• _Article_:
— Begin —

Course Review
Course Name: The Remains of the MBA (ID ODSFC102x)
Instructor Name: Dr Saral Mukherjee
Curriculum Type: Reflective, 5 English Sessions, Free, Online IIMA
Inspired by: Kazuo Ishiguro’s The Remains of the Day
I came to The Remains of the Day through an academic doorway, but the book did not remain academic for long. I had been searching for material related to sentimental longing, reminiscence, and nostalgia when I accidentally found Professor Saral Mukherjee’s course, The Remains of the MBA, on the IIM Ahmedabad platform. The course frames Ishiguro’s novel as a prompt for reflection on what really matters at the end of a career and how one might live with fewer regrets, and that framing stayed with me as I watched all five lectures. Professor Saral Mukherjee teaches at IIM Ahmedabad and lists The Remains of the MBA among the courses he offers there, which gave the whole experience an unusual seriousness and warmth.

— End —

(Items listed in a dataset)

— Begin —

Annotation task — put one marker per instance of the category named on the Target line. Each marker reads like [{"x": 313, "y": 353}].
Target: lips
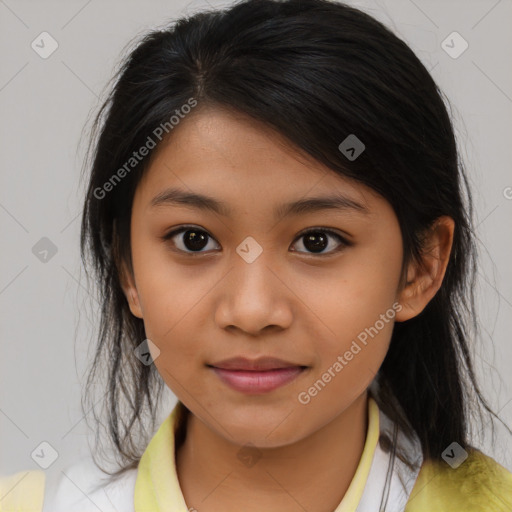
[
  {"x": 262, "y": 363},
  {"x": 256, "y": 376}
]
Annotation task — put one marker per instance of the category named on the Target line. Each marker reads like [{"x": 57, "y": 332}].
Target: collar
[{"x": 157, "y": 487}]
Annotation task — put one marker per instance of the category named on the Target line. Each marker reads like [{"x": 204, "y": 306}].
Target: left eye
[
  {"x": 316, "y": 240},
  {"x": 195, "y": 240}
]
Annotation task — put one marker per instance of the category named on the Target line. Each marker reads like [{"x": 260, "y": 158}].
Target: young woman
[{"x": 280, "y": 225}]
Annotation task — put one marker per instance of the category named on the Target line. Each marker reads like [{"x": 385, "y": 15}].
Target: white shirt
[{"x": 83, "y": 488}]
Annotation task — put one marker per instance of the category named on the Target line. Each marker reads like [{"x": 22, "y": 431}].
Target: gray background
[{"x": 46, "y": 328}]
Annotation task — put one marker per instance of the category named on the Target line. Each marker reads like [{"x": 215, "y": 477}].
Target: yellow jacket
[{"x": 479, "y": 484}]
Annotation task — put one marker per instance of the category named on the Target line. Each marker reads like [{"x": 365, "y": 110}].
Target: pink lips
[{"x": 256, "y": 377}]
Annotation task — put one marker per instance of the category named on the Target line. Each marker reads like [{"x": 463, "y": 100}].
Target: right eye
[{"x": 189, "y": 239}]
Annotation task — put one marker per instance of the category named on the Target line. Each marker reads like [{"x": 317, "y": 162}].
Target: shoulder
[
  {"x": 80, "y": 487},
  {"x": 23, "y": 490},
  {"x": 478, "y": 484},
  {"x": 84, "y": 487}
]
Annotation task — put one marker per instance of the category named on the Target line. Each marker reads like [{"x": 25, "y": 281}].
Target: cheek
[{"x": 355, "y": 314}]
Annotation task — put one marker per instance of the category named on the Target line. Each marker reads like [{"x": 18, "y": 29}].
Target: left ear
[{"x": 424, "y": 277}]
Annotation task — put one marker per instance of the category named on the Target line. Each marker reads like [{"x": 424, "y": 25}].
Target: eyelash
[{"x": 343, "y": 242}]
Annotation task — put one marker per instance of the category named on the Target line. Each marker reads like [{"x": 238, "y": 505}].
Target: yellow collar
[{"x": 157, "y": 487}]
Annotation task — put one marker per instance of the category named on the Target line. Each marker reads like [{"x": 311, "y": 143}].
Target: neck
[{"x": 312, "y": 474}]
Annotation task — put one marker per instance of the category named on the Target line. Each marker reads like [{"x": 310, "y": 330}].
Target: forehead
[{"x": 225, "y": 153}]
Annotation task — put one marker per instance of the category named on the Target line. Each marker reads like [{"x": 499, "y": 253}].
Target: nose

— End —

• _Tasks to perform_:
(a) Answer these questions from the course review.
(i) Who is named as the instructor of the course?
(ii) How many sessions does the course have?
(iii) What was the writer searching for when they came across the course?
(b) Write out the course review starting at "Instructor Name: Dr" and ending at "seriousness and warmth.", substituting "Introductory" for "Reflective".

• _Expected responses_:
(a)
(i) Dr Saral Mukherjee
(ii) Five English sessions
(iii) Material related to sentimental longing, reminiscence, and nostalgia

(b)
Instructor Name: Dr Saral Mukherjee
Curriculum Type: Introductory, 5 English Sessions, Free, Online IIMA
Inspired by: Kazuo Ishiguro’s The Remains of the Day
I came to The Remains of the Day through an academic doorway, but the book did not remain academic for long. I had been searching for material related to sentimental longing, reminiscence, and nostalgia when I accidentally found Professor Saral Mukherjee’s course, The Remains of the MBA, on the IIM Ahmedabad platform. The course frames Ishiguro’s novel as a prompt for reflection on what really matters at the end of a career and how one might live with fewer regrets, and that framing stayed with me as I watched all five lectures. Professor Saral Mukherjee teaches at IIM Ahmedabad and lists The Remains of the MBA among the courses he offers there, which gave the whole experience an unusual seriousness and warmth.